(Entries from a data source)
↓↓↓

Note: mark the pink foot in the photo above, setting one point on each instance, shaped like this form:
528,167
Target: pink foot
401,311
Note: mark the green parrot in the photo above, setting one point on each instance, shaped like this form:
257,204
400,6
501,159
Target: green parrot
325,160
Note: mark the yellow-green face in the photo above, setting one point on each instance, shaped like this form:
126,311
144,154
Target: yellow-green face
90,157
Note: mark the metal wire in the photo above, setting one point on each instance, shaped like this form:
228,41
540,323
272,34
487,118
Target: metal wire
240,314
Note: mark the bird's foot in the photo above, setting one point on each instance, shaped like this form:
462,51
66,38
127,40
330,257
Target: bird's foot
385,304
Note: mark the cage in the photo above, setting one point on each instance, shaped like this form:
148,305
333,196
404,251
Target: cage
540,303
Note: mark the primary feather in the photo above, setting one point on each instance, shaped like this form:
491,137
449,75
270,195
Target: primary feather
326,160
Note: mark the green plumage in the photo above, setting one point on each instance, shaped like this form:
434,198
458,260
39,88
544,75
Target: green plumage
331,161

↑↑↑

Set task =
Edit the entries above by replacing "setting one point" with "placing one point" wherever it occurs, leaving everything else unchanged.

Exercise answer =
Note: mark the pink foot in the photo above, placing one point on each instance, shaped like this form:
528,167
Target: pink foot
401,311
Note: mark the green parrot in the photo above, placing one point on each instance, shaped like this form:
257,204
400,6
501,159
Target: green parrot
325,160
Note: mark the yellow-green face in the photo above, placing one point on each instance, shaped like this form:
126,311
144,154
Target: yellow-green face
90,157
Note: mark the metal wire in the photo above, placing one point on each instance, shaped like this form:
228,41
540,323
272,34
487,118
Target: metal wire
240,314
Note: mark the bird's foot in the photo above, placing one point on each instance, shaped like this form:
462,51
66,38
127,40
330,257
Target: bird's foot
385,304
Note: mark the cage in the photo above, placing one point on each instance, shaped like this form:
148,305
333,196
404,251
Target: cage
540,303
Note: mark the primary feather in the photo above, placing one point on each instance, shaped like this form:
491,137
449,75
270,195
Target: primary feather
326,160
Note: mark the green plumage in the photo above, placing one point on each instance, shaped like this form:
434,198
458,260
39,88
544,75
Target: green plumage
331,161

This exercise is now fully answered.